- Rows:

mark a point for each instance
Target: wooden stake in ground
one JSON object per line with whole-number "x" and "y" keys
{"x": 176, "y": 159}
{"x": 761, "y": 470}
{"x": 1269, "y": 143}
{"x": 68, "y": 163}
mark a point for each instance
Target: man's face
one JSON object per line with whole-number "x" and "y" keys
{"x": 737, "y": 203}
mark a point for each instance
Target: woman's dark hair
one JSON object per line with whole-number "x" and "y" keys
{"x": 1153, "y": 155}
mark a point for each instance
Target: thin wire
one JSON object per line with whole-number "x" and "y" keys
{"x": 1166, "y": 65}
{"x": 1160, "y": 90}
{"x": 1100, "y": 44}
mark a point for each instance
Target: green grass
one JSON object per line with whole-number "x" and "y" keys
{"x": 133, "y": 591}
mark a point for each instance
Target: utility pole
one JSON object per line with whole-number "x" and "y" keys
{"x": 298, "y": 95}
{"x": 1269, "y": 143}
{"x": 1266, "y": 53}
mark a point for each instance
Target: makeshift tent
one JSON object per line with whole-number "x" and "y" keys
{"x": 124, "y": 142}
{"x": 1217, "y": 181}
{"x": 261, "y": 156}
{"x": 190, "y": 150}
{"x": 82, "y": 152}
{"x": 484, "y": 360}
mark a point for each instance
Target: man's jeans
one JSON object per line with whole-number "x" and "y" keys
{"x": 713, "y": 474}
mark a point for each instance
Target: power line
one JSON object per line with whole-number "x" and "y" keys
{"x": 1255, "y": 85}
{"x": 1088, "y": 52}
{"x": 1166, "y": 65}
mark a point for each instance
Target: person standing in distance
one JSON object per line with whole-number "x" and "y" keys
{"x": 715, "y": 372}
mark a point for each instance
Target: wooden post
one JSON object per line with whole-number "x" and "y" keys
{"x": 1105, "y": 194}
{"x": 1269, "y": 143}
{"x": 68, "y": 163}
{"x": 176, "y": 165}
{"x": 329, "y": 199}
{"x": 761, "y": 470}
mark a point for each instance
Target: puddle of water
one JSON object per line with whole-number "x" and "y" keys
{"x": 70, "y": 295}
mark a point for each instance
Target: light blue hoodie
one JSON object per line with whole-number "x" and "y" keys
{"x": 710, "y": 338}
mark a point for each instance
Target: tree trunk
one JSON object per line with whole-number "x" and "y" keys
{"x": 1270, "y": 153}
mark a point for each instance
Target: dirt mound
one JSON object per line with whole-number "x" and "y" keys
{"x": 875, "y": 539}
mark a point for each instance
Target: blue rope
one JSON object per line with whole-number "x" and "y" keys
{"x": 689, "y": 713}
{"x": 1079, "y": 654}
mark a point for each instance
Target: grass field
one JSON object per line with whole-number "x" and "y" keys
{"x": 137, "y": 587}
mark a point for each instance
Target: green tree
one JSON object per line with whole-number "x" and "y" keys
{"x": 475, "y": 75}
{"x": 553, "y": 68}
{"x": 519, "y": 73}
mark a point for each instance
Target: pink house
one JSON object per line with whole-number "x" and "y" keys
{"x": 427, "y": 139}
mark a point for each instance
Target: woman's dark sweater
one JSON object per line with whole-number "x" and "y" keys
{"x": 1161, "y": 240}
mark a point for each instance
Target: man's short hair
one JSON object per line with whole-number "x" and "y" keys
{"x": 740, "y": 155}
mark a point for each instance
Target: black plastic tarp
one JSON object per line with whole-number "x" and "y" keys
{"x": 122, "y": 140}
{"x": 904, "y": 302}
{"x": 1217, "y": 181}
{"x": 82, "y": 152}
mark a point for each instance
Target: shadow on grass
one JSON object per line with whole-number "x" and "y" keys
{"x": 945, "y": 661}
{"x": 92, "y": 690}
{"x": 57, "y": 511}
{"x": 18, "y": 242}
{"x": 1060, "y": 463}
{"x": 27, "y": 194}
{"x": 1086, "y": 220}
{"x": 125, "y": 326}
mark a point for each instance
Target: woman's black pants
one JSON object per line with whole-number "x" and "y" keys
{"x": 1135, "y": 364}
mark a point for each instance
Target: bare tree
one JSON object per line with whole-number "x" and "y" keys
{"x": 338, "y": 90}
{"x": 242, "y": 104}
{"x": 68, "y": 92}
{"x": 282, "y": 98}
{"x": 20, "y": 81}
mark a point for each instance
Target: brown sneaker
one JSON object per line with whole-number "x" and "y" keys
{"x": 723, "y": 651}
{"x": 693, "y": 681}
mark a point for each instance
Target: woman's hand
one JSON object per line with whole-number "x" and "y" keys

- Requirement:
Reproduce all data above, unchanged.

- Result for this task:
mark a point for each instance
Target: wooden stake in ground
one JSON object per line with whole-number "x" and "y" keys
{"x": 176, "y": 159}
{"x": 761, "y": 470}
{"x": 1269, "y": 143}
{"x": 68, "y": 163}
mark a point for each instance
Target: man's face
one JSON object per line with whole-number "x" and "y" keys
{"x": 737, "y": 203}
mark a point for each instance
Target: woman's dark hair
one JSON object per line with whole-number "x" and "y" keys
{"x": 1153, "y": 155}
mark a point for each instance
Target: thin wire
one JSON object per line with whole-number "x" and "y" keys
{"x": 1166, "y": 65}
{"x": 1160, "y": 90}
{"x": 1100, "y": 44}
mark a point for each instance
Target: green grass
one JSON object per line with whole-number "x" and "y" keys
{"x": 133, "y": 591}
mark a point for each instance
Target: utility pole
one JSON object per line with whole-number "x" and "y" keys
{"x": 298, "y": 95}
{"x": 1269, "y": 143}
{"x": 1266, "y": 53}
mark a point for each instance
Target: makeshift tent
one JSON object per line with whole-number "x" and "y" keys
{"x": 124, "y": 142}
{"x": 1217, "y": 181}
{"x": 261, "y": 156}
{"x": 190, "y": 150}
{"x": 82, "y": 152}
{"x": 484, "y": 360}
mark a point for each instance
Target: man's jeans
one JSON object per line with whole-number "x" and "y" keys
{"x": 713, "y": 474}
mark a point for each instance
Target: power line
one JSON object per line with whole-number "x" and "y" keys
{"x": 1255, "y": 85}
{"x": 1088, "y": 52}
{"x": 1166, "y": 65}
mark a point for each instance
Target: person standing in distance
one JSON object per line with whole-number "x" and "y" keys
{"x": 715, "y": 372}
mark a point for each instance
Target: wooden post
one JSON object per line with whole-number "x" and "y" keys
{"x": 1105, "y": 194}
{"x": 1269, "y": 143}
{"x": 68, "y": 163}
{"x": 176, "y": 165}
{"x": 329, "y": 199}
{"x": 761, "y": 470}
mark a point for each instance
Target: puddle of water
one JSON object per line with whole-number "x" and "y" keys
{"x": 70, "y": 295}
mark a point for each instance
Target: light blue hoodie
one JSON object per line with whole-number "x" and "y" keys
{"x": 710, "y": 338}
mark a point for each instance
Target: tree trunk
one JSON object per line with whole-number "x" and "y" keys
{"x": 1270, "y": 153}
mark a point for each instance
Target: dirt mound
one JSON object per line with whole-number "x" and "y" keys
{"x": 875, "y": 539}
mark a point for each instance
Target: blue rope
one JSON object per line with whole-number "x" and "y" keys
{"x": 689, "y": 713}
{"x": 1079, "y": 654}
mark a point for each instance
Target: grass field
one JSON object per line with whole-number "x" and "y" keys
{"x": 137, "y": 587}
mark a point for each instance
Target: green tree
one JSON object per line with whole-number "x" and "y" keys
{"x": 475, "y": 75}
{"x": 553, "y": 68}
{"x": 519, "y": 73}
mark a point for each instance
Target: pink house
one JSON object per line with whole-number "x" and "y" keys
{"x": 427, "y": 139}
mark a point for each instance
Target: woman's dark sweater
one JSON object per line with whole-number "x" and "y" keys
{"x": 1161, "y": 240}
mark a point for each instance
Target: man's short hair
one JSON object per line with whole-number "x" and "y" keys
{"x": 740, "y": 155}
mark a point for each instance
Target: black plastic tarp
one JSON object per line with whole-number "x" and "y" keys
{"x": 122, "y": 140}
{"x": 904, "y": 302}
{"x": 1217, "y": 181}
{"x": 82, "y": 152}
mark a point for each instance
Target: shadow on grass
one JSON object per line with whole-number "x" and "y" keys
{"x": 945, "y": 661}
{"x": 92, "y": 690}
{"x": 57, "y": 511}
{"x": 18, "y": 242}
{"x": 1060, "y": 463}
{"x": 27, "y": 194}
{"x": 1086, "y": 220}
{"x": 125, "y": 326}
mark a point for each instance
Target: woman's black pants
one JSON object per line with whole-number "x" and "y" keys
{"x": 1135, "y": 364}
mark a point for each instance
Target: bare tree
one JSON object per line with whole-number "x" and "y" keys
{"x": 338, "y": 90}
{"x": 242, "y": 104}
{"x": 68, "y": 92}
{"x": 282, "y": 98}
{"x": 20, "y": 81}
mark a point for each instance
Target: brown sneaker
one JSON object per line with whole-number "x" and "y" keys
{"x": 723, "y": 651}
{"x": 693, "y": 681}
mark a point for each instance
Target: woman's hand
one JSON object per line with whole-number "x" and "y" keys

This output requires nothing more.